**Page excerpt**

While Honda and GM have been working together since 2013, their Fuel Cell System Manufacturing plant (FCSM) was founded back in 2017, leveraging both GM and Honda's expertise in a joint venture where the cells are being produced at an $85 million facility in Brownstown, Michigan. Both companies have big plans for the results.
"Our new fuel cell system is at the core of Honda hydrogen technology and our strategy to expand the range of applications that use hydrogen to facilitate the decarbonization of society," said Jay Joseph, American Honda's VP of sustainability and business development. "This is not simply a choice between battery electric or hydrogen fuel cell technology, but selecting the right energy source, in the right place, for the right purpose, to achieve carbon neutrality as quickly and efficiently as possible."
GM has also been working on hydrogen fuel cells as a replacement for diesel in applications like generators, semis, construction equipment, military vehicles and heavy-duty mining trucks. While passenger vehicles wait on this new technology and its supporting infrastructure, there are plenty of uses now.
Two exemplary uses are in products from GM's Hydrotec: the Mobile Power Generation System DC (direct current) fast charging solution for electric vehicles while untethered from any grid, and a hydrogen fuel cell power module for Komatsu's 930E electric drive mining truck, the world's best-selling heavy duty electric haul truck.
"At GM, we believe fuel cells can play an integral role in a zero-emissions future, helping to electrify heavier-duty applications, beyond passenger vehicles," said Charlie Freese, executive director of Hydrotec. "Mining trucks are among the largest, most capable vehicles used in any industry, and we believe hydrogen fuel cells are best suited to deliver zero emissions propulsion to these demanding applications."
Honda plans to sell 2,000 of the new fuel cells yearly by 2025, with about a quarter of those earmarked for the next electric CR-V that will be built at the Performance Manufacturing Center in Ohio. The company is also targeting business opportunities in commercial vehicles, construction equipment, and backup power stations.

**Exercise description**
According to the excerpt, in what city is the $85 million facility where Honda and GM produce fuel cells?

**Recorded data**
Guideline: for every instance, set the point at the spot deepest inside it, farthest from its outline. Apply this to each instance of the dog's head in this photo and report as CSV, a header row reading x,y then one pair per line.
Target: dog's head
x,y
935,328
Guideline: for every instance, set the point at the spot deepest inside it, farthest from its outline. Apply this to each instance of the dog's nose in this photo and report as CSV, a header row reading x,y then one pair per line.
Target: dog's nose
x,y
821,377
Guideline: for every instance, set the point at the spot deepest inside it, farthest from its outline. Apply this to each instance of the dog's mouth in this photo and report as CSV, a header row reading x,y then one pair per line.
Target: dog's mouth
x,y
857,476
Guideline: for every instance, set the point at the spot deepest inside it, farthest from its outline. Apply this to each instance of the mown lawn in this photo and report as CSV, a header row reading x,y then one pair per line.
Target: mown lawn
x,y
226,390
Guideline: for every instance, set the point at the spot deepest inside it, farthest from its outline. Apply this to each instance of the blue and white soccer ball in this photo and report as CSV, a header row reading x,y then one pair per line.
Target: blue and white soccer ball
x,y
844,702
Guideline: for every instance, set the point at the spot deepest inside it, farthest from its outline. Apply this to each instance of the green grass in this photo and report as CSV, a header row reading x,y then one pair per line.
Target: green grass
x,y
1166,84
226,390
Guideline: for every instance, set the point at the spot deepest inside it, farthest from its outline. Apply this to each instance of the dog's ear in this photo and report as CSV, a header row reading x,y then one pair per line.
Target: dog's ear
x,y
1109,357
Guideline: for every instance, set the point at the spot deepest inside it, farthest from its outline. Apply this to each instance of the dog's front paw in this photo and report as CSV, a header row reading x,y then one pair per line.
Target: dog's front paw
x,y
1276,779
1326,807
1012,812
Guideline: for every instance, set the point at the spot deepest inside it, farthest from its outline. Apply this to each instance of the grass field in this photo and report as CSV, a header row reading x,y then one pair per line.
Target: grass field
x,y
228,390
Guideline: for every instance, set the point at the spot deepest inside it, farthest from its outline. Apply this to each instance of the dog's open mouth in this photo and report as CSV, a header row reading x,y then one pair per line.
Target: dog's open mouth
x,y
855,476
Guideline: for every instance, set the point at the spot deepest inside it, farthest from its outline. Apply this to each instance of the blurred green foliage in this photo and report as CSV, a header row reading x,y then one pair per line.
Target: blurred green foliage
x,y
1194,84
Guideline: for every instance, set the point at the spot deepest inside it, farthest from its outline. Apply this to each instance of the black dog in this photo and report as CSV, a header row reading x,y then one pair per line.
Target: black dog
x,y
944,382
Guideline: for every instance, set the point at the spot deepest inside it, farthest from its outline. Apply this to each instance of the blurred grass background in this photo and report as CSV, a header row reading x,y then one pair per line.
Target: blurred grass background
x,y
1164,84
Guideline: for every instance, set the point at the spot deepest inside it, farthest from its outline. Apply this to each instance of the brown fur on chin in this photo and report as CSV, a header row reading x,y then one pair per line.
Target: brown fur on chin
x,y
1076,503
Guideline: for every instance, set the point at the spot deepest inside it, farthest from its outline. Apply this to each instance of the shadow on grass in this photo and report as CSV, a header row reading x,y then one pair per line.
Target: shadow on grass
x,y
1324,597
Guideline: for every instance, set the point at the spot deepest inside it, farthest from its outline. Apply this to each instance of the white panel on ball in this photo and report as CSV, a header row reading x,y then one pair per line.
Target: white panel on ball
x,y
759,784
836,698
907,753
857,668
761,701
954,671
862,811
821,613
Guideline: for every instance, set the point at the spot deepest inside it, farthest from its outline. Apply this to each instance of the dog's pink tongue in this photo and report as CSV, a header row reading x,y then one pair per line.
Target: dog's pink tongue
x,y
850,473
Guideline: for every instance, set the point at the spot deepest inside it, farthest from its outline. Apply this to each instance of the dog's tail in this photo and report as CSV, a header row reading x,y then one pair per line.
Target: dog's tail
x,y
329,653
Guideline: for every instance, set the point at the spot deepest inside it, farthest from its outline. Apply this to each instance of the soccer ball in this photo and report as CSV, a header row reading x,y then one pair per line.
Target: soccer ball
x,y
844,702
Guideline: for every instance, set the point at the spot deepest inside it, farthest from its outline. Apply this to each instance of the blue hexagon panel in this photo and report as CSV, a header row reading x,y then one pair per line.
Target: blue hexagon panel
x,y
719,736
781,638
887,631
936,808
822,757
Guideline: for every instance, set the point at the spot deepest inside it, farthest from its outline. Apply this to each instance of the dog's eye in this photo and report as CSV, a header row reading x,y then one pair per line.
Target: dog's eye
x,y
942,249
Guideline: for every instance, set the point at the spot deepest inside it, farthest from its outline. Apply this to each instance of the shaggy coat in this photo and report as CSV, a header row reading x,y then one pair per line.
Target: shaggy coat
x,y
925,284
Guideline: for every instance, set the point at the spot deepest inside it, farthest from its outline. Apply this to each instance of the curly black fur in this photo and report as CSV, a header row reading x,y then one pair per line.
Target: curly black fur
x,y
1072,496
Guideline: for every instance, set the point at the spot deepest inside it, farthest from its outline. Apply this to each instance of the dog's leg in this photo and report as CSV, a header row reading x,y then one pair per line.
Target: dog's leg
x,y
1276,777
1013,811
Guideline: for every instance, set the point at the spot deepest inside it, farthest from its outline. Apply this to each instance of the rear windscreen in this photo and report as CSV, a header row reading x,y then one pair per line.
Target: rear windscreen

**Answer box**
Brownstown, Michigan